■ READING PASSAGE ■
BEGIN

What is CAM?

 

What is CAM?

“CAM” stands for Complementary and Alternative Medicine, which covers a whole host of different therapies used traditionally and in the community.  There are a number of different formal definitions of CAM, as discussed below.

'The terms "complementary medicine" or "alternative medicine" are used interchangeably with traditional medicine in some countries. They refer to a broad set of health care practices that are not part of that country's own tradition and are not integrated into the dominant health care system'  (WHO, 2000).

'traditional medicine is the sum total of the knowledge, skills, and practices based on the theories, beliefs, and experiences indigenous to different cultures, whether explicable or not, used in the maintenance of health as well as in the prevention, diagnosis, improvement or treatment of physical and mental illness' (WHO, 2000).

'CAM is a group of diverse medical health care systems, practices, and products that are not generally considered to be part of conventional medicine' (NCCAM, 2007).

END

■ REQUIRED ACTION 1 ■
Decide whether each statement agrees with the passage on CAM, answering yes or no and quoting the exact words of the passage that decide it: (a) In some countries, "complementary medicine" and "alternative medicine" are used interchangeably with traditional medicine. (b) The WHO definition limits traditional medicine to the treatment of physical illness. (c) The NCCAM definition describes CAM as generally considered part of conventional medicine.
■ REQUIRED ACTION 2 ■
According to the passage on CAM, what does the abbreviation "CAM" stand for?
■ REQUIRED ACTION 3 ■
Proceed with the passage on CAM, starting after its last sentence, the NCCAM definition.
The items that come next are separate material and have nothing to do with the passage on CAM.

■ ENTRIES SUPPLIED ■
BEGIN

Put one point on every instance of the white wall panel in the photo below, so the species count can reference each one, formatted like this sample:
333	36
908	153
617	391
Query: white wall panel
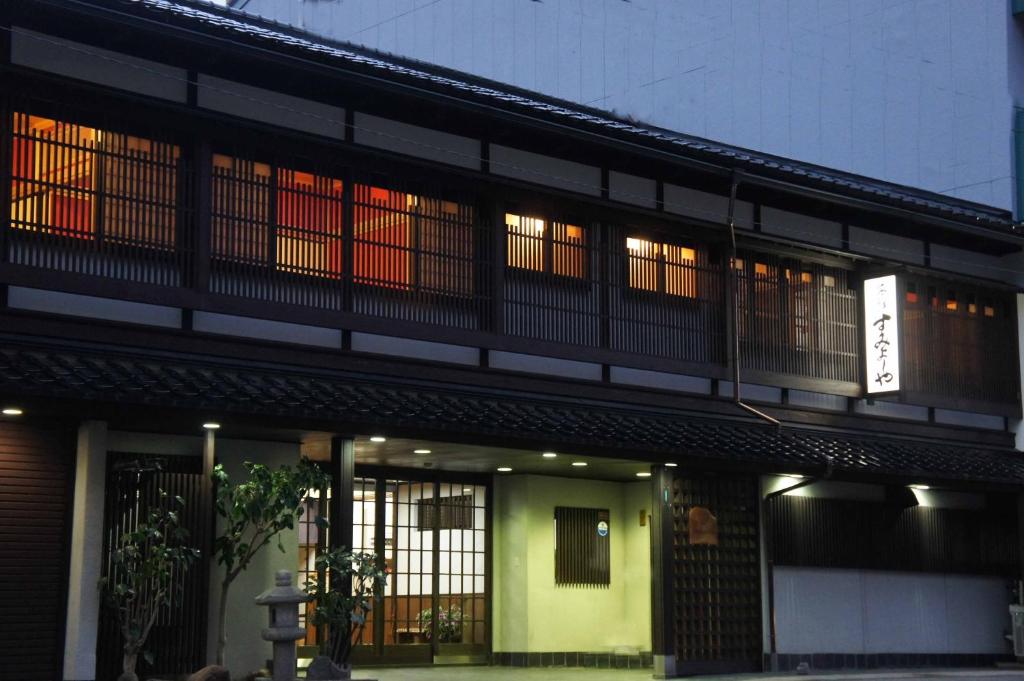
866	611
415	140
94	65
268	107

END

■ TASK RESPONSE 1 ■
(a) Yes: "The terms "complementary medicine" or "alternative medicine" are used interchangeably with traditional medicine in some countries."
(b) No: "used in the maintenance of health as well as in the prevention, diagnosis, improvement or treatment of physical and mental illness"
(c) No: "not generally considered to be part of conventional medicine"

■ TASK RESPONSE 2 ■
Complementary and Alternative Medicine.

■ TASK RESPONSE 3 ■
'CAM, as utilized by European citizens, represents a variety of different medical systems and therapies based on the knowledge, skills and practices derived from theories, philosophies and experiences used to maintain and improve health, as well as to prevent, diagnose, relieve or treat physical and mental illnesses. CAM therapies are mainly used outside conventional health care, but in many countries some therapies are being adopted or adapted by conventional health care' (Uehleke et al., 2012).

 

'Complementary and alternative medicine (CAM) is a broad domain of healing resources that encompasses all health systems, modalities, and practices and their accompanying theories and beliefs, other than those intrinsic to the politically dominant health system of a particular society or culture in a given historical period' (Wieland, 2011).

 

'Complementary medicine (CM) is a broad domain of healing resources that encompasses all health systems, modalities, and practices and their accompanying theories and beliefs, other than those intrinsic to the politically dominant health system of a particular society or culture in a given historical period. CM includes all such practices and ideas self-defined by their users as preventing or treating illness or promoting health and well-being. Boundaries within CM and between the CM domain and that of the dominant system are not always sharp or fixed.' (Zollman & Vickers).  

'Complementary and alternative medicines are treatments that fall outside of mainstream healthcare' (NHS, 2016)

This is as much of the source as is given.